• [Task statement] Search the entries below for "jeans". Report each line where it occurs.

Point-per-instance localization data
[Start of Attachment]

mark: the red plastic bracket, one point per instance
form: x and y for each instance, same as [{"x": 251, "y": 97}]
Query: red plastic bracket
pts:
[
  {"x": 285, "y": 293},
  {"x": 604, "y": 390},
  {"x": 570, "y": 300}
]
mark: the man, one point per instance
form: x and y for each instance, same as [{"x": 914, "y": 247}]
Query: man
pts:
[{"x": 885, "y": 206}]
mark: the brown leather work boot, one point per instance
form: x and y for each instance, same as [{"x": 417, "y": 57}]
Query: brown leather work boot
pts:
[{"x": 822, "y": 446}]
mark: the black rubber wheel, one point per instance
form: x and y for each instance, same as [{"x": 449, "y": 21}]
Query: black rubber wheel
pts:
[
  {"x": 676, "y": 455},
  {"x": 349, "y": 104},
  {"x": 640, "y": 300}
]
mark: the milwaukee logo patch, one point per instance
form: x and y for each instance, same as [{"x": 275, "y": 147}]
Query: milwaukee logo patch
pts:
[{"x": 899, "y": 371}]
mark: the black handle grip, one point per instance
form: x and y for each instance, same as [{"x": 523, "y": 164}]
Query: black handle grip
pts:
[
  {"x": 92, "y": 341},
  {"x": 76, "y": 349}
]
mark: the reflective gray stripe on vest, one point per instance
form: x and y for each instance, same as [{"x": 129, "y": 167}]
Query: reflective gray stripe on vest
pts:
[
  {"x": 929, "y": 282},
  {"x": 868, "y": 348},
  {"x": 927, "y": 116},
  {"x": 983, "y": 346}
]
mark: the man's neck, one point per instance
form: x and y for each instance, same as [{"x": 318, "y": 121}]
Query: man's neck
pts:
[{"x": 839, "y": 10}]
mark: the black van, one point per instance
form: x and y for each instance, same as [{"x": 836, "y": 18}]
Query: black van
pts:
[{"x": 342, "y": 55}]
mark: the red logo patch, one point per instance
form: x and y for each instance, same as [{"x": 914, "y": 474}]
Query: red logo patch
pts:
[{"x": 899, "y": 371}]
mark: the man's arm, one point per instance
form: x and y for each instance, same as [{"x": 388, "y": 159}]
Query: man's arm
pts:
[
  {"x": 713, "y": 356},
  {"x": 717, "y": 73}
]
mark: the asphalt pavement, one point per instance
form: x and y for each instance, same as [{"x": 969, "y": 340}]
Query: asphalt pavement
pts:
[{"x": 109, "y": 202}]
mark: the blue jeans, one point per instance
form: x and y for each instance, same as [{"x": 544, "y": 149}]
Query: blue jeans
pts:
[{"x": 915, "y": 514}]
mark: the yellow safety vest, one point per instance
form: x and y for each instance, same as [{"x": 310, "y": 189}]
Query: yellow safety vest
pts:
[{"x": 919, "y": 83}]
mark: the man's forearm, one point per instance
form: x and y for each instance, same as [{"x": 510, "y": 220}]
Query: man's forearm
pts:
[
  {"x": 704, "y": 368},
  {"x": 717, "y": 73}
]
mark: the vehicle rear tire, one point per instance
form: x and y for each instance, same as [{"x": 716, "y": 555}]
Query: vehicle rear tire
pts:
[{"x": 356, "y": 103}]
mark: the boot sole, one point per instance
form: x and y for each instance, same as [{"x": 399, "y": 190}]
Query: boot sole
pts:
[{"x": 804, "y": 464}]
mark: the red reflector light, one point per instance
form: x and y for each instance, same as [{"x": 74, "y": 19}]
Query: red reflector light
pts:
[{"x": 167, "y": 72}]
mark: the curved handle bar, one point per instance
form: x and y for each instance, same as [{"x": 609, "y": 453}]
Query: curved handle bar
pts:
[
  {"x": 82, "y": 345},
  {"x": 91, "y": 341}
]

[End of Attachment]

• [Result]
mark: the blue jeans, one point per instance
Query: blue jeans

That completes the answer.